§ Task to carry out
Please rewrite the records below as a numbered list, leaving out any blank lines.

Excerpts of pointing data:
/---

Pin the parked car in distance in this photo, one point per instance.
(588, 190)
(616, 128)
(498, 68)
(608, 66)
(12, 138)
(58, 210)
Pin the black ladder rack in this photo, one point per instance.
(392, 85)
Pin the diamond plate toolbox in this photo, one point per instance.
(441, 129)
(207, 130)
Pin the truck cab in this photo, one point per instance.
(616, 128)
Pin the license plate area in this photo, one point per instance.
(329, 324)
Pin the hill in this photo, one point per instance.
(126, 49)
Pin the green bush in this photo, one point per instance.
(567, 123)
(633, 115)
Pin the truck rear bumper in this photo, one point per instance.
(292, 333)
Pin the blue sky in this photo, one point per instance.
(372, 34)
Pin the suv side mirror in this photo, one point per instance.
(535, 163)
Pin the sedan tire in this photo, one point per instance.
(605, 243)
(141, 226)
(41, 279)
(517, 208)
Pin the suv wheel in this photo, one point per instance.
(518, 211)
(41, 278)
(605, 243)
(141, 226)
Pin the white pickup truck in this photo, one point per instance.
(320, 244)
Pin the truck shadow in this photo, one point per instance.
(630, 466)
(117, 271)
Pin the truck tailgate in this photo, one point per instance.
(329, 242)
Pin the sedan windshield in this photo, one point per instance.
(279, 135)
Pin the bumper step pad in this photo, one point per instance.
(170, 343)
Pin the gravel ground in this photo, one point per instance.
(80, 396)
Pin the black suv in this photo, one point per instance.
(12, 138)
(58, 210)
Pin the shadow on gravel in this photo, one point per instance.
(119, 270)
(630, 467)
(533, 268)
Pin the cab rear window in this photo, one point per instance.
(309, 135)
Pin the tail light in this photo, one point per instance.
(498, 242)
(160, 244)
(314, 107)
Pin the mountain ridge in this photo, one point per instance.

\---

§ Correct output
1. Pin the parked car in distance in this photo, one point per instance.
2. (588, 190)
3. (616, 128)
4. (498, 68)
5. (608, 66)
6. (12, 138)
7. (58, 210)
8. Pin the black ladder rack in this photo, one point per instance.
9. (392, 85)
10. Pin the diamond plate toolbox in this photo, one point per instance.
11. (441, 129)
12. (207, 130)
13. Pin the truck cab in this photo, one point per instance.
14. (616, 128)
15. Pin the license plate area in this photo, one point per instance.
16. (329, 324)
17. Pin the hill in this photo, one point per instance.
18. (126, 49)
19. Pin the green bush in this photo, one point per instance.
20. (567, 123)
21. (633, 115)
22. Pin the truck rear bumper in this photo, one point per instance.
23. (292, 333)
24. Pin the blue sky in this photo, one point per instance.
25. (372, 34)
26. Pin the suv side mirror in this photo, one point per instance.
27. (535, 163)
28. Pin the sedan tire in this photo, one point per instance.
29. (605, 243)
30. (141, 226)
31. (41, 279)
32. (517, 208)
33. Pin the suv wheel in this photo, one point per instance.
34. (518, 211)
35. (41, 278)
36. (605, 243)
37. (141, 226)
38. Pin the white pickup truck in this photo, one point per instance.
39. (320, 244)
40. Pin the truck shadow in this photo, one point per instance.
41. (630, 466)
42. (117, 271)
43. Pin the truck tailgate in this photo, one point per instance.
44. (329, 242)
45. Pin the sedan windshield in this photo, one point per instance.
46. (279, 135)
47. Pin the bumper step pad in this photo, one point per instance.
48. (170, 343)
49. Pin the gravel ground in this photo, one point per instance.
50. (80, 396)
51. Pin the black suv in this photo, one point per instance.
52. (12, 138)
53. (58, 210)
54. Pin the shadow on gravel in this photo, one point per instance.
55. (119, 270)
56. (630, 467)
57. (533, 268)
58. Pin the cab rear window in this photo, one point per instance.
59. (309, 135)
60. Pin the tail light in this photo, one point per instance.
61. (498, 242)
62. (160, 244)
63. (314, 107)
64. Pin the mountain ridge in this photo, one point per instance.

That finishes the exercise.